■ **Problems to work on**:
**a)** In the Gay & Sober article, restate the stretch from "According to the" through "alcohol-free dance party.", substituting "seminars" for "workshops".
**b)** In the Gay & Sober article, what development does Landon Harless link to the group's growth taking off in 2011?

■ **Source extract**:
*** Begin section ***

What is now a global collective of LGBTQ folk in recovery, Gay & Sober (GS) initially began as a private Facebook group for gay and sober men in 2009. 

Since then, what GS says is a “one-of-a-kind” recovery group, has blossomed into a worldwide online community that facilitates both online and in person sober events as well as being a hub of resources and support for LGBTQ individuals seeking recovery from alcohol and drug addiction. 

“What started as a private group on Facebook called Gay & Sober Men in the summer of 2009 has mushroomed into what is now the largest recovery group of its kind on social media,” GS organizers said in a statement. 

Executive Secretary, Landon Harless said that things really started taking off in 2011 when GS CEO and Founder Christian Parker started a precursor to GS called Queer and Sober. 

According to the organization’s website, (gayandsober.org), the support group is a “one-of-a-kind” 501c3 non-profit organization that empowers community members to lead healthy, successful lives.” 

From GS organizers: “Gay & Sober has expanded to offer monthly free LGBTQ community workshops, a conference, and an official component in the pride festivities.”  

Those festivities include two annual events, an international conference that celebrates recovery, an LGBTQ contingent in the NYC Pride Parade and an alcohol-free dance party. 

Harless says that GS events adapted to an online venue during the pandemic, an action he noted as being something many were grateful for.

*** End section ***

■ **Records**:

*** Begin section ***

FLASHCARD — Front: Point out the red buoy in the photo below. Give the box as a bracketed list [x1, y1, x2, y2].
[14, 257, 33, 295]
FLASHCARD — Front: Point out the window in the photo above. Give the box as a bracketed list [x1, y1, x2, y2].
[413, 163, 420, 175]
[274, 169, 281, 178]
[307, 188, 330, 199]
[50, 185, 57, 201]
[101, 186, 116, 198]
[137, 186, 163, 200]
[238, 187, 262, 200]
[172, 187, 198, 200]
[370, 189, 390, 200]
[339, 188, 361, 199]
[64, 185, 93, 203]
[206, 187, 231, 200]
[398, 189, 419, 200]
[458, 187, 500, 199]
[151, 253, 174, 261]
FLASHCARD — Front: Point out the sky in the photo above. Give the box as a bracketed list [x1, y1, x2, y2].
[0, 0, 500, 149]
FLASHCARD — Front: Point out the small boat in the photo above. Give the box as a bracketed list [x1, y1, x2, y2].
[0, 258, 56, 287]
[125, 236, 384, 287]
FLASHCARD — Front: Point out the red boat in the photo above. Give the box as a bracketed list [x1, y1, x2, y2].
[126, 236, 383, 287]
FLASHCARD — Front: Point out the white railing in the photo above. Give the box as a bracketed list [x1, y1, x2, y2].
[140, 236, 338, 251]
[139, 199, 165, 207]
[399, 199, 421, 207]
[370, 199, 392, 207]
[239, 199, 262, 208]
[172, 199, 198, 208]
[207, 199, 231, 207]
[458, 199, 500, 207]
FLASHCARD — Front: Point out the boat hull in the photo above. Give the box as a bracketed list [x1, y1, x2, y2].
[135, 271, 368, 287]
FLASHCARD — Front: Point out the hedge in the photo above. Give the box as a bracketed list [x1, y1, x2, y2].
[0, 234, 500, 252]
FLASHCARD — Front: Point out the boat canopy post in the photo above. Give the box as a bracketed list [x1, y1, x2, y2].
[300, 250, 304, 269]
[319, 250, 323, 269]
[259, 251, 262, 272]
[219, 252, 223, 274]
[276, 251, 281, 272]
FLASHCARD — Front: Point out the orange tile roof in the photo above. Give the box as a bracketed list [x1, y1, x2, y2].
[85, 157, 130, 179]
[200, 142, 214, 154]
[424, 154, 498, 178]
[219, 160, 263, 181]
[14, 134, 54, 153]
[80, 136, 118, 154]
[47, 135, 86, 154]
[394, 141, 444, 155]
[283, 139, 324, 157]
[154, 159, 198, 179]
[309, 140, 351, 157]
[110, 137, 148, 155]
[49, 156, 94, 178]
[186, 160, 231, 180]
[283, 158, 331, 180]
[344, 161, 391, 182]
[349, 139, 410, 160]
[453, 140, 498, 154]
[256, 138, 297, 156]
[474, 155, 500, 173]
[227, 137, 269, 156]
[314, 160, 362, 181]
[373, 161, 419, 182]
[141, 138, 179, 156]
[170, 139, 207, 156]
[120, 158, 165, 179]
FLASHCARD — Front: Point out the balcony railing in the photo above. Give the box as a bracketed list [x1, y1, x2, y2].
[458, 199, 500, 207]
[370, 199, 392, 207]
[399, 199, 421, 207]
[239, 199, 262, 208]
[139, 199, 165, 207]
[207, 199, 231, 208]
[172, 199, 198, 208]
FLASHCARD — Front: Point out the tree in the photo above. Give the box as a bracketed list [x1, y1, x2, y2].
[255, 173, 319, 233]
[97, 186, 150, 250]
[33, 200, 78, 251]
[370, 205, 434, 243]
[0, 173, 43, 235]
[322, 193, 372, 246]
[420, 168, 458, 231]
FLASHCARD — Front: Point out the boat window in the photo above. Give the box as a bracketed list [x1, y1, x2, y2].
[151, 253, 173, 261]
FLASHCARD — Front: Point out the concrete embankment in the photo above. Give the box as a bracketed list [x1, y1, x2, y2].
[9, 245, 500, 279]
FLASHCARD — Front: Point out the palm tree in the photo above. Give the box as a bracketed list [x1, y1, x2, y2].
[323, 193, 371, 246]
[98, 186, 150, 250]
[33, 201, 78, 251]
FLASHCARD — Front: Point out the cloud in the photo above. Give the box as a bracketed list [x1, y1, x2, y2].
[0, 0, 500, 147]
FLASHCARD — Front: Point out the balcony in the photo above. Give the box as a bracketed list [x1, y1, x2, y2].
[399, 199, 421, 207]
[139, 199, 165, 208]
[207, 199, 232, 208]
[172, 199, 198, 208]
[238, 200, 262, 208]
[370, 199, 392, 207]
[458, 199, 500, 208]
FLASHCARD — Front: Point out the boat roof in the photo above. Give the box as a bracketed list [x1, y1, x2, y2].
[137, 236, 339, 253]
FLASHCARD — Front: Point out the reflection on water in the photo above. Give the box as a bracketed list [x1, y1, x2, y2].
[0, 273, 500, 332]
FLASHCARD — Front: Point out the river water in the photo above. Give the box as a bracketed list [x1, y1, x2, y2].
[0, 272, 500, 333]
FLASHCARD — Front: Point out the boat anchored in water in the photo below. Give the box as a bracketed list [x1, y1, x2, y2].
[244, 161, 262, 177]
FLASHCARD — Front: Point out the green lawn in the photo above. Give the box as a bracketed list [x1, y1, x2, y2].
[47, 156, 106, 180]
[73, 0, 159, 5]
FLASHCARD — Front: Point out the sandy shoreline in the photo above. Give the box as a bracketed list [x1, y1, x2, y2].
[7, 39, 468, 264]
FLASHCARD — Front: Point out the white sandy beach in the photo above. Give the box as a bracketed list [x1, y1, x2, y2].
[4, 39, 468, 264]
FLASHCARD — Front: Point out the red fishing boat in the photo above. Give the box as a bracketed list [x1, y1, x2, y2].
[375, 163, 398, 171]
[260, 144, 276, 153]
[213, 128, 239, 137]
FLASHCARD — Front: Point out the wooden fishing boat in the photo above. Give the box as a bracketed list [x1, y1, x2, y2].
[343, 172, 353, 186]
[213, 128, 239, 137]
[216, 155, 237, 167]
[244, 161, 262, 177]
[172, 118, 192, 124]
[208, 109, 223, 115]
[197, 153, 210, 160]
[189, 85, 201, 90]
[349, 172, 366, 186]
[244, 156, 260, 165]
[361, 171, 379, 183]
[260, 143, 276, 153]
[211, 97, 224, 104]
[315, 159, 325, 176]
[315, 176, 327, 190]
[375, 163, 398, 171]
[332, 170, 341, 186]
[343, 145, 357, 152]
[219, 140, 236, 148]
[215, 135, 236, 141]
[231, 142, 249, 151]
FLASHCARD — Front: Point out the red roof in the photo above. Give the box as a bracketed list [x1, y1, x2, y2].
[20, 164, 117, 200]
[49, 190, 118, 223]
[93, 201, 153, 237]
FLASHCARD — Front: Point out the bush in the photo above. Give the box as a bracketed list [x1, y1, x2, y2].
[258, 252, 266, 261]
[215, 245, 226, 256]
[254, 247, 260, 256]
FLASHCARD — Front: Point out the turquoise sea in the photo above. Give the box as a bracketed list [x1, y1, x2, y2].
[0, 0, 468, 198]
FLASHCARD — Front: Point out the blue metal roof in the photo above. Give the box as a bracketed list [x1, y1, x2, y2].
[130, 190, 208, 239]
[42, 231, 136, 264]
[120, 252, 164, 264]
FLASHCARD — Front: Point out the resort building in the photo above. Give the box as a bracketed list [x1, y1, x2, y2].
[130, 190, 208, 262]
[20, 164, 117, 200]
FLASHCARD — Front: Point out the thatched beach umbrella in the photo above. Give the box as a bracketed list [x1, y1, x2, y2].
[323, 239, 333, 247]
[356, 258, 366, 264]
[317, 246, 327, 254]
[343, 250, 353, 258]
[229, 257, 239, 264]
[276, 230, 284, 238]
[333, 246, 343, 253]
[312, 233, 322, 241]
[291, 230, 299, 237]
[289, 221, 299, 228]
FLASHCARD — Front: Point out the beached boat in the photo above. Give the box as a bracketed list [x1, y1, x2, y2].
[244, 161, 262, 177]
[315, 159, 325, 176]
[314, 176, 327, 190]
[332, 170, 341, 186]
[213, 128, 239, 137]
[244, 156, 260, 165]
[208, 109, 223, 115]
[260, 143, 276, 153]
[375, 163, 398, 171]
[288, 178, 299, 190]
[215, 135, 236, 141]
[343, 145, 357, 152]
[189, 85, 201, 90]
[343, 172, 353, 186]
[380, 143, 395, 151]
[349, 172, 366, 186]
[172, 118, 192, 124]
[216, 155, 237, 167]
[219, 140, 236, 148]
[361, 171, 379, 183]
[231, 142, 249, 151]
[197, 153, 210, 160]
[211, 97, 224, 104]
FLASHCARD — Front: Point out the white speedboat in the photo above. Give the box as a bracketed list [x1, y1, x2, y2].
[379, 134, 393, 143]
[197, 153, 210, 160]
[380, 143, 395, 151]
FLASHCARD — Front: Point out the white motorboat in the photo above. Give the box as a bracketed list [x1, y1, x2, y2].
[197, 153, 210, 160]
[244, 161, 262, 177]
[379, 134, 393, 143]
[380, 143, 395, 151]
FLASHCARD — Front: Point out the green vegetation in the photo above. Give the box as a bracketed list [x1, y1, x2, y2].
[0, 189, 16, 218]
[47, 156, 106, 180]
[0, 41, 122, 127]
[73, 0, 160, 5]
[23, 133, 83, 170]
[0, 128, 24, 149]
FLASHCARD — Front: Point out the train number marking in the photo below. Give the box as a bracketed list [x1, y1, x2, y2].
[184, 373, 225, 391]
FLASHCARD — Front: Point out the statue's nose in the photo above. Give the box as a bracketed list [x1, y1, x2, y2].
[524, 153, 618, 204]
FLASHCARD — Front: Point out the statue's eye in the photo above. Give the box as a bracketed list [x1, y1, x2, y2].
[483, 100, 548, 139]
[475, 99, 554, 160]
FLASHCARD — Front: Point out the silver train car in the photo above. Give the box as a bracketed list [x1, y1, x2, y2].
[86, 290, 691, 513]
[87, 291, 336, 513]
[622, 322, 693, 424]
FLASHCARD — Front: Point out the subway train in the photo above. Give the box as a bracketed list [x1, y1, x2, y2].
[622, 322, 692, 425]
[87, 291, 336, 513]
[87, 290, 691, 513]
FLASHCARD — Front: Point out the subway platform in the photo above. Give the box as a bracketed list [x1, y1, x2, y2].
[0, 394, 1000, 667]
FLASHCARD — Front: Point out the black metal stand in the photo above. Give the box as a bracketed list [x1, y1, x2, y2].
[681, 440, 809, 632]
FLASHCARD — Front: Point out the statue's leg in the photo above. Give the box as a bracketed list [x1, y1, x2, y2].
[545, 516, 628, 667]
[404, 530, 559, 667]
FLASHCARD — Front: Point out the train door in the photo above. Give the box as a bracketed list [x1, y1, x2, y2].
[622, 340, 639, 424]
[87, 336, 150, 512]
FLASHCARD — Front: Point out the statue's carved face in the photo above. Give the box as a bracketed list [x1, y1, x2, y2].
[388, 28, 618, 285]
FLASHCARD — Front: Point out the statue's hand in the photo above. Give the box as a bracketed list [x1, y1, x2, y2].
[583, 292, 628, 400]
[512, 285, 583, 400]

*** End section ***

■ **Solutions to the problems**:
**a)**
According to the organization’s website, (gayandsober.org), the support group is a “one-of-a-kind” 501c3 non-profit organization that empowers community members to lead healthy, successful lives.” 

From GS organizers: “Gay & Sober has expanded to offer monthly free LGBTQ community seminars, a conference, and an official component in the pride festivities.”  

Those festivities include two annual events, an international conference that celebrates recovery, an LGBTQ contingent in the NYC Pride Parade and an alcohol-free dance party.

**b)** Harless links it to Christian Parker, the CEO and founder of Gay & Sober, starting Queer and Sober in 2011. That group was a precursor to Gay & Sober.